• **Location labeling records**:
*-*-*
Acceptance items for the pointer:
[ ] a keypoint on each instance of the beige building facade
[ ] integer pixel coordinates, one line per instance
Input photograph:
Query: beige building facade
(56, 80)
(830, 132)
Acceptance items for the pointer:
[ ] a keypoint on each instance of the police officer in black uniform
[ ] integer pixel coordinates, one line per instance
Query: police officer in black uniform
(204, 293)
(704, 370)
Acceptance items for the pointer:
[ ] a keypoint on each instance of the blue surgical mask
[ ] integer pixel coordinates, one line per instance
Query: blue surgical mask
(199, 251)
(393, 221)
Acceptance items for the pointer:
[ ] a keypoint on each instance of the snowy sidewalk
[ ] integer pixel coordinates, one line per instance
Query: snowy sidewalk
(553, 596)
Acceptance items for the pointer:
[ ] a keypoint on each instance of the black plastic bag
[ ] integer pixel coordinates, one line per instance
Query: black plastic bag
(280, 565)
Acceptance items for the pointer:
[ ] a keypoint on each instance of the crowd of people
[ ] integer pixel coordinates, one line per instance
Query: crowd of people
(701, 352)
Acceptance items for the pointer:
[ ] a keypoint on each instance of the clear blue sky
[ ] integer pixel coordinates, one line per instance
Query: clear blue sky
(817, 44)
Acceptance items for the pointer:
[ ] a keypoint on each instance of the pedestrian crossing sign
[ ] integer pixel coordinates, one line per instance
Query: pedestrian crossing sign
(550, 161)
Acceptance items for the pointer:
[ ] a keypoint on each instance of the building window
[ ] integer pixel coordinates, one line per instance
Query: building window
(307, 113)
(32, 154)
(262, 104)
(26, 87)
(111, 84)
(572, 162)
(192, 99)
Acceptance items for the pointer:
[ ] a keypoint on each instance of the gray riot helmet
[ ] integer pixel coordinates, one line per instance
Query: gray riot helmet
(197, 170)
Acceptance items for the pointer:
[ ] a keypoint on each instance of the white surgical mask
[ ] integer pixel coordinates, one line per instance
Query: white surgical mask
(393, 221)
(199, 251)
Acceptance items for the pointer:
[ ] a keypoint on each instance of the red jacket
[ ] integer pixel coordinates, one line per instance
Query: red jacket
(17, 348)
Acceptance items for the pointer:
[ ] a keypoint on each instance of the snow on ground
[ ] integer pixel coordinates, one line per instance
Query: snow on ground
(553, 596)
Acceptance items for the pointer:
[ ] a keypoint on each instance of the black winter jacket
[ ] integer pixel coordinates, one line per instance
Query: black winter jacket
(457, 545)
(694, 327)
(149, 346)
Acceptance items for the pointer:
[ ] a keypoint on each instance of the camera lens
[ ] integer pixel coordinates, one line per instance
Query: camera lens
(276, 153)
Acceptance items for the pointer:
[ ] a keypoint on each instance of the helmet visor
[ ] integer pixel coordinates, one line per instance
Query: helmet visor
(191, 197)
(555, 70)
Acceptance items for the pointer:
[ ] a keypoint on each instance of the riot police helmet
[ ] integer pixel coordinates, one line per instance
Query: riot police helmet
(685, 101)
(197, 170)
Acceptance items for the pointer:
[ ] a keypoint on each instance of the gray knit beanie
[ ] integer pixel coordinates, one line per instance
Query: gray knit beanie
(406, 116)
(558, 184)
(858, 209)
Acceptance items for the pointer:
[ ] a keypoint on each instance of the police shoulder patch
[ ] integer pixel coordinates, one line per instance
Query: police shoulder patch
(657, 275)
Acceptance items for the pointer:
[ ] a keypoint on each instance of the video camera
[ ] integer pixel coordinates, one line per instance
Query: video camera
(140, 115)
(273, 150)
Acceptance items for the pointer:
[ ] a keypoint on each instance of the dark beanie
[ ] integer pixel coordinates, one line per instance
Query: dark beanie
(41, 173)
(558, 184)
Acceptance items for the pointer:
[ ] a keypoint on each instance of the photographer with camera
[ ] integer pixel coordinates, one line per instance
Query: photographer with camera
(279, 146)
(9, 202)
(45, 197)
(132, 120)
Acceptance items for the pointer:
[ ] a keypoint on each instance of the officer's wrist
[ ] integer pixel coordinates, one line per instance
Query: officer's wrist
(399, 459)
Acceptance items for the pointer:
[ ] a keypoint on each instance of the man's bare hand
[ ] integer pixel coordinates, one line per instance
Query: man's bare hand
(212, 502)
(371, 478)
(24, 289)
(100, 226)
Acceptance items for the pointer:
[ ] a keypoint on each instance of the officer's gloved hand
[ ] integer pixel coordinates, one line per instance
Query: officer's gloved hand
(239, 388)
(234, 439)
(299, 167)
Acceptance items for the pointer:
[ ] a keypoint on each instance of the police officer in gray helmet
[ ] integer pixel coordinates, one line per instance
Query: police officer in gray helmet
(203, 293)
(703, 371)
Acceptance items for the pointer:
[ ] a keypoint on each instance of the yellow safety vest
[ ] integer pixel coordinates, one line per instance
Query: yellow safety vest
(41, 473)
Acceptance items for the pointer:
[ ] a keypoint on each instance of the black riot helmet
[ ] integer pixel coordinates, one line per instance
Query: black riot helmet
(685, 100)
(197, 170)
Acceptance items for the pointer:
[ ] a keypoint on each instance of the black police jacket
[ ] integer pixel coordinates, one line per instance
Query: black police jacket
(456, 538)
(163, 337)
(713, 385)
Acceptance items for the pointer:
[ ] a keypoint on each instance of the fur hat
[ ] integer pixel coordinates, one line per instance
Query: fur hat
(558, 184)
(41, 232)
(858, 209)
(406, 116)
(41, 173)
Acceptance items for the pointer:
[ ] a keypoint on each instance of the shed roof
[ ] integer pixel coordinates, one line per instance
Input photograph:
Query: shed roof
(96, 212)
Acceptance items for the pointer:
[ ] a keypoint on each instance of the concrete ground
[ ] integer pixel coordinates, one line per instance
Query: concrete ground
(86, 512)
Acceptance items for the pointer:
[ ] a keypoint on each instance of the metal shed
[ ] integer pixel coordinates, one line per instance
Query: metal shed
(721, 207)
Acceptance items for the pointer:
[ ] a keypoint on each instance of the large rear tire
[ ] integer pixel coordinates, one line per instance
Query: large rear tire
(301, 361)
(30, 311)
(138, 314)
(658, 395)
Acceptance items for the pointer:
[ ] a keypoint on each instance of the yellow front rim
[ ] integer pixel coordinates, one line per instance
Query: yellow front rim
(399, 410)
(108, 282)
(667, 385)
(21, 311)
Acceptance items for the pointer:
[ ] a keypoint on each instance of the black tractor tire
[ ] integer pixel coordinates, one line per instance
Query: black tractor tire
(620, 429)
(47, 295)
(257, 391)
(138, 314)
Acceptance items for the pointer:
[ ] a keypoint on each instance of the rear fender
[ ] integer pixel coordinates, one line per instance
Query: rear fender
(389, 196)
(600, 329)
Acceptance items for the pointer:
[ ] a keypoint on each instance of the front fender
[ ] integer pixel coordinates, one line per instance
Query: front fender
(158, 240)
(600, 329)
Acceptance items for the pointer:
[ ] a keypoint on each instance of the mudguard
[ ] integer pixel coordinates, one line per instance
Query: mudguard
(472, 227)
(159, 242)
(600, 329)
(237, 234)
*-*-*
• **What the exercise asks**:
Extract each line of the material above that contains the string "tractor". The match is case-sensitive.

• **Answer below**:
[ ] a keypoint on each instance of the black tractor tire
Query: black tractor tire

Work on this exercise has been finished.